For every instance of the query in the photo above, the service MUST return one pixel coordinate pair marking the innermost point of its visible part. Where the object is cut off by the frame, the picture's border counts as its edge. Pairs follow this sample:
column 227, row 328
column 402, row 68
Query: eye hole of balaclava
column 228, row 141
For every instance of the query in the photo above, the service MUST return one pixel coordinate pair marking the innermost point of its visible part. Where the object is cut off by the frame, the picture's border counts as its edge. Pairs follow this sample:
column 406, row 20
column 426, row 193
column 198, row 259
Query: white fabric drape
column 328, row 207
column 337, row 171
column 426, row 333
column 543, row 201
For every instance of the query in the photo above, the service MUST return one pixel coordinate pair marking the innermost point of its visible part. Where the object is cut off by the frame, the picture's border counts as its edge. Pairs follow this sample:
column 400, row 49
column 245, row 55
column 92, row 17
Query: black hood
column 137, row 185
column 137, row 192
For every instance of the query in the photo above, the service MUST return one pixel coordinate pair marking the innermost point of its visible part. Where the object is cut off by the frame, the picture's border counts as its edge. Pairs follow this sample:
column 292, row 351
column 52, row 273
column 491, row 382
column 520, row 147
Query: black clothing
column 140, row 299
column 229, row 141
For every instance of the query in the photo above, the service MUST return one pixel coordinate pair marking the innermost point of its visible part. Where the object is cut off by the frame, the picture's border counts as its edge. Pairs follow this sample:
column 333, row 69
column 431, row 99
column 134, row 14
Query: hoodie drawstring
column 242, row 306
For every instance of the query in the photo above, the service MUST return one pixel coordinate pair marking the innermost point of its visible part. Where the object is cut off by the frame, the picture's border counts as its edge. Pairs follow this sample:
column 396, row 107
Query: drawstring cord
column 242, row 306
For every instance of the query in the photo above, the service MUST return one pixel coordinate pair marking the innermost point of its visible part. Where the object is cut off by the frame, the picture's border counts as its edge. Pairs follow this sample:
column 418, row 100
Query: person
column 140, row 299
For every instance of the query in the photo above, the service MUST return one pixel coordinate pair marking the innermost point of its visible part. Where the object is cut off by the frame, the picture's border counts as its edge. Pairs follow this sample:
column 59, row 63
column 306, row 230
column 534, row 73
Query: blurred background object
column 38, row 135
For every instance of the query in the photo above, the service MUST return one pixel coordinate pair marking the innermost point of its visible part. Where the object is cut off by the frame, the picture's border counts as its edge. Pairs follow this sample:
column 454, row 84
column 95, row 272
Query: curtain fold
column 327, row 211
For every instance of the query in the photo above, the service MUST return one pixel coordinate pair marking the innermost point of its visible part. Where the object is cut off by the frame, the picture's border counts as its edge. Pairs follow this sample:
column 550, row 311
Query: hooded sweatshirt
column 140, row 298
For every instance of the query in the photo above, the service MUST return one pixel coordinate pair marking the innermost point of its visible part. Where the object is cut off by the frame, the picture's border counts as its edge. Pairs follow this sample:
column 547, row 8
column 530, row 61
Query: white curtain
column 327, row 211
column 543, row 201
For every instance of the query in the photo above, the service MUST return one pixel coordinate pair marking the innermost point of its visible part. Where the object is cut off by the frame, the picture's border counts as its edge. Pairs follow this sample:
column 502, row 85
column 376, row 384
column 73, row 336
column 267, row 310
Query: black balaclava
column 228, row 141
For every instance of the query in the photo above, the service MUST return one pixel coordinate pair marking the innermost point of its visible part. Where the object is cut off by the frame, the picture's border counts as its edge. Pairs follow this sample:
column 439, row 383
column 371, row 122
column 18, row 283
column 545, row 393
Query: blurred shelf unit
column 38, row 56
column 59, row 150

+ + + +

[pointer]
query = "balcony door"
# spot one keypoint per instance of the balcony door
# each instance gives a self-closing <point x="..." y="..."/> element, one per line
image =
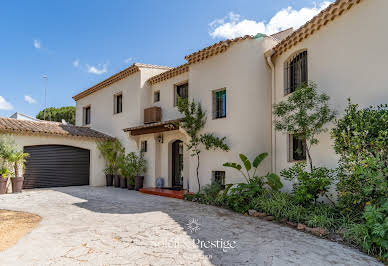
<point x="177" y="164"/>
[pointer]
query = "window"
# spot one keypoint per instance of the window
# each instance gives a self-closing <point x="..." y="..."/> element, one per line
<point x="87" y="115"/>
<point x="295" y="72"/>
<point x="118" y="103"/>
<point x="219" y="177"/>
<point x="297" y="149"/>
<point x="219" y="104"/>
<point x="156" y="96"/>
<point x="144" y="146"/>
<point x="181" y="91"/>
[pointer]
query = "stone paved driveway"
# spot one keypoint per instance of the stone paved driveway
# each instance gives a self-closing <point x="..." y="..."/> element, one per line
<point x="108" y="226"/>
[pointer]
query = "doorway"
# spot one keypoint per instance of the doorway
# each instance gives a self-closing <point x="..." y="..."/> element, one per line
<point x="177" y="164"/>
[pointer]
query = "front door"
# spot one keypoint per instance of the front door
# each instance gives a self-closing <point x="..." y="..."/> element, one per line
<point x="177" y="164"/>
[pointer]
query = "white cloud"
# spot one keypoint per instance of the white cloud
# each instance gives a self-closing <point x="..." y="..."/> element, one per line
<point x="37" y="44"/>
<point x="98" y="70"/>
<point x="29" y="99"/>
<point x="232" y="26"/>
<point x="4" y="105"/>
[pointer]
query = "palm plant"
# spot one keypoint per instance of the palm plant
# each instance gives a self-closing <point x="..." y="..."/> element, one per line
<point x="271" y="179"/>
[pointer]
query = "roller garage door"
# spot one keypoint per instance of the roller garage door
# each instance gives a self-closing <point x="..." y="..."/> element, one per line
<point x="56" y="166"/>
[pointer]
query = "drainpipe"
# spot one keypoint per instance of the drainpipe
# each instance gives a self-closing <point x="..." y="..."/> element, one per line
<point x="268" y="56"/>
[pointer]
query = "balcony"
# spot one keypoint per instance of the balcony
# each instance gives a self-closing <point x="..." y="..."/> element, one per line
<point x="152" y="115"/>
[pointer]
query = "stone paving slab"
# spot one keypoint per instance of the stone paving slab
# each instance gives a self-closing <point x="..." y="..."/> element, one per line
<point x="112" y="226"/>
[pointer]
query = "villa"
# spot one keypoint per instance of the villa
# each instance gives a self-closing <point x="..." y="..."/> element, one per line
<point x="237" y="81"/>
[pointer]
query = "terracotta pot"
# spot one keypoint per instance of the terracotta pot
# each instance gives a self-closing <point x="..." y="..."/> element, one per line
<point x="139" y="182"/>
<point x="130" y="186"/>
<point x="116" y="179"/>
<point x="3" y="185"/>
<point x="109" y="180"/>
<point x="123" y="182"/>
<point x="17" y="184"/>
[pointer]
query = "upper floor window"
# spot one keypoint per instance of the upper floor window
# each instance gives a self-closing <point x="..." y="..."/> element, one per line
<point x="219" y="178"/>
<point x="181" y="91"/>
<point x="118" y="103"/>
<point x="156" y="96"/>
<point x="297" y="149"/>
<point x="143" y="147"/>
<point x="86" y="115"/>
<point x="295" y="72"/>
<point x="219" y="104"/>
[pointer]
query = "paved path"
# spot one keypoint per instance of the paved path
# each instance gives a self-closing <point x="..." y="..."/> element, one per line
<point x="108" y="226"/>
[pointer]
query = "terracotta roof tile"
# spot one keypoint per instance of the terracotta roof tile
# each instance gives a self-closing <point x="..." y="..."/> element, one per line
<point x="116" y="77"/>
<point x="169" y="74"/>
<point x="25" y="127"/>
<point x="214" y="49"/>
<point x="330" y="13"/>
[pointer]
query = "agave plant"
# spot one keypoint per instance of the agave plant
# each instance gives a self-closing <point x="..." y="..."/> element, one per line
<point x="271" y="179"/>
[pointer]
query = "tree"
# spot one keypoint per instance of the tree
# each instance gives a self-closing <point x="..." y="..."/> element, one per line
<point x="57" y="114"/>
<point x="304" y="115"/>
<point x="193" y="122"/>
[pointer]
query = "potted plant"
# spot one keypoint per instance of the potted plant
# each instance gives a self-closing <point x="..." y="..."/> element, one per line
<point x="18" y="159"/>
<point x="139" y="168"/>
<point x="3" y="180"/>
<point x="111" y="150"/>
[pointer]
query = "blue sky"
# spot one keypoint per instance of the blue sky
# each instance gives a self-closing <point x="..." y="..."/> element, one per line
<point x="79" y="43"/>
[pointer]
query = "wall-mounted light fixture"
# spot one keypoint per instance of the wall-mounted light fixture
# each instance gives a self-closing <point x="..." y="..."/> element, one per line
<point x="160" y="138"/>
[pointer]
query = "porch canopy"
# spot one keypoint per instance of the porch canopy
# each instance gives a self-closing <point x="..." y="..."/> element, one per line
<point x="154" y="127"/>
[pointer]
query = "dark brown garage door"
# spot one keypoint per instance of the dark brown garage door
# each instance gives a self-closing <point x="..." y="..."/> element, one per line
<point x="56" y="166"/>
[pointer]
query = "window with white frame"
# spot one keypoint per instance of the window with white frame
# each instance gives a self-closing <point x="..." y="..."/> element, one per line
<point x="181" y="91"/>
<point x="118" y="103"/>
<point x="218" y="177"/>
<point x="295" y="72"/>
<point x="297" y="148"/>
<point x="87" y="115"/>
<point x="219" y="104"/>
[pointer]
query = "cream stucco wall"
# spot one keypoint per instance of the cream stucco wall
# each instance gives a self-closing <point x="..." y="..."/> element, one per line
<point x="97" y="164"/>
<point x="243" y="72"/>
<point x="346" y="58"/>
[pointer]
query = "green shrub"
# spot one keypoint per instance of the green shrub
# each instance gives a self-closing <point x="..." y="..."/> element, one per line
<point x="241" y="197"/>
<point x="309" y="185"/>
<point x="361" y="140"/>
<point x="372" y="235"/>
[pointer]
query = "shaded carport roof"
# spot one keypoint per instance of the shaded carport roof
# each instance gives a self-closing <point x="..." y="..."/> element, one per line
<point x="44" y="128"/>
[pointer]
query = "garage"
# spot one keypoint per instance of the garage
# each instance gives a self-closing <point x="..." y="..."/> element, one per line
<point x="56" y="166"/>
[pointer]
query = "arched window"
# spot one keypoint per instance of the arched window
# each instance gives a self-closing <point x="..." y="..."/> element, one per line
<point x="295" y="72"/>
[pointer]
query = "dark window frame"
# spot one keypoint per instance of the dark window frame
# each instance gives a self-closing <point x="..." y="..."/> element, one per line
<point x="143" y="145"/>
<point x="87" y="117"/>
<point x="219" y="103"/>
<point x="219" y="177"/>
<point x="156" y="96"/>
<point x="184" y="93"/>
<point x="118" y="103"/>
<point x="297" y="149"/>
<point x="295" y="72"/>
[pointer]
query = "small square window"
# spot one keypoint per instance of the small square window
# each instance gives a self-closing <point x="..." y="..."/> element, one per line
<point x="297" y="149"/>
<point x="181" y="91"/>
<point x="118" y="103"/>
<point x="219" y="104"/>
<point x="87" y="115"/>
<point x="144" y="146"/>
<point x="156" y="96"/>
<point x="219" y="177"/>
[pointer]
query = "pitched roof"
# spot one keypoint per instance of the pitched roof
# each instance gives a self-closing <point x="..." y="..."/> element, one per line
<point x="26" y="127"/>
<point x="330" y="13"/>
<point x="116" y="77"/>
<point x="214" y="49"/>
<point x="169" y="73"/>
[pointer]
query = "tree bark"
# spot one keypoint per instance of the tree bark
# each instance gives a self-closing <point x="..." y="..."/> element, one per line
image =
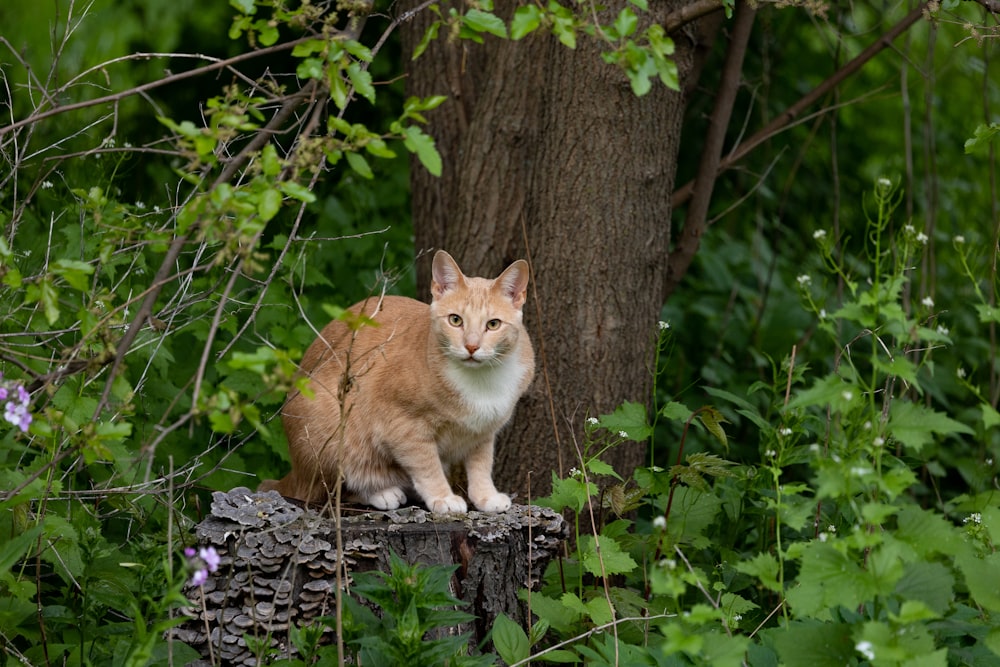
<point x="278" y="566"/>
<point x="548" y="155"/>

+ + + +

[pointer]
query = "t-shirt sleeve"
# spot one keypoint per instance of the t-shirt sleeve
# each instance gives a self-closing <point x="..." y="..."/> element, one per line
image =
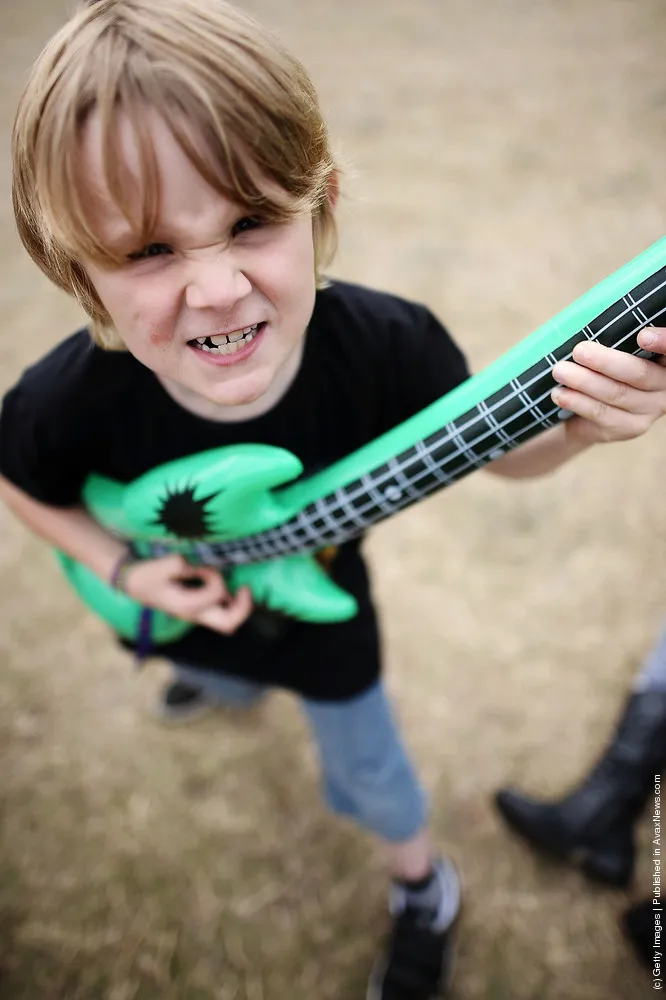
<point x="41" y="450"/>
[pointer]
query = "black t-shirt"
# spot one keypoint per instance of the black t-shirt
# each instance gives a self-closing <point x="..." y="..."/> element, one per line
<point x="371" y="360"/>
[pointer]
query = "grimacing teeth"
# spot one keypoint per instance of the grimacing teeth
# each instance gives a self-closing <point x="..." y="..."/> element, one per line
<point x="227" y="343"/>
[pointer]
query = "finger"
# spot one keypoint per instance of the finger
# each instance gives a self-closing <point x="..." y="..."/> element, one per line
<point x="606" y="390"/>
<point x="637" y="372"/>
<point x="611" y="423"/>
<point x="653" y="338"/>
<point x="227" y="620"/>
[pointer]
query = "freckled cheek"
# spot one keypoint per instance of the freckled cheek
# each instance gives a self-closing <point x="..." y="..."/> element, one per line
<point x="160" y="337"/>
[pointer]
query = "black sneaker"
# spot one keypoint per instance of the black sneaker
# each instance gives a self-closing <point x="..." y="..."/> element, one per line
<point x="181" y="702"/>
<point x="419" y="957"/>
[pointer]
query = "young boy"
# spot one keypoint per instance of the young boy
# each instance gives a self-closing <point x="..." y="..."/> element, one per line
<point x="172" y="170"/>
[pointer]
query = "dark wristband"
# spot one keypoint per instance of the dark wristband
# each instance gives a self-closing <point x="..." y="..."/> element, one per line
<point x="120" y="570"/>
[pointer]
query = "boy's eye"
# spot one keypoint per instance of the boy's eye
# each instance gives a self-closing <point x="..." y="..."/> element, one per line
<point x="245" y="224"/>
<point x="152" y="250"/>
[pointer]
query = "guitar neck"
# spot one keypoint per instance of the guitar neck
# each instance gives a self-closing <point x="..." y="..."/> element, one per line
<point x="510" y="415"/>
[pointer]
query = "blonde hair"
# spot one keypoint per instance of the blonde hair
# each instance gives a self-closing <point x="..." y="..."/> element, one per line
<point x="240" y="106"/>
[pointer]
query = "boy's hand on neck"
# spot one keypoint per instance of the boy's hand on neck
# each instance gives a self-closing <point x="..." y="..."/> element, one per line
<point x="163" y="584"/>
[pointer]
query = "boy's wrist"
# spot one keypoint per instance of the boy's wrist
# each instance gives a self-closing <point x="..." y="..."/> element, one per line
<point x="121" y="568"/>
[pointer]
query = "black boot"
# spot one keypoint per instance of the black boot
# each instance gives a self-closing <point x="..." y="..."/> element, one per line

+ + + +

◆ Your assignment ◆
Take the records above and return, word for word, only the lines that fall from the line with "# spot one keypoint per instance of the arched" to the line with "# spot one keypoint per instance of the dark window", both of them included.

◆ Completed exercise ◆
# spot one keypoint per instance of the arched window
# each instance gives a self-closing <point x="..." y="..."/> element, one per line
<point x="295" y="72"/>
[pointer]
query = "dark window frame"
# spot one keypoint per instance of the dark window frame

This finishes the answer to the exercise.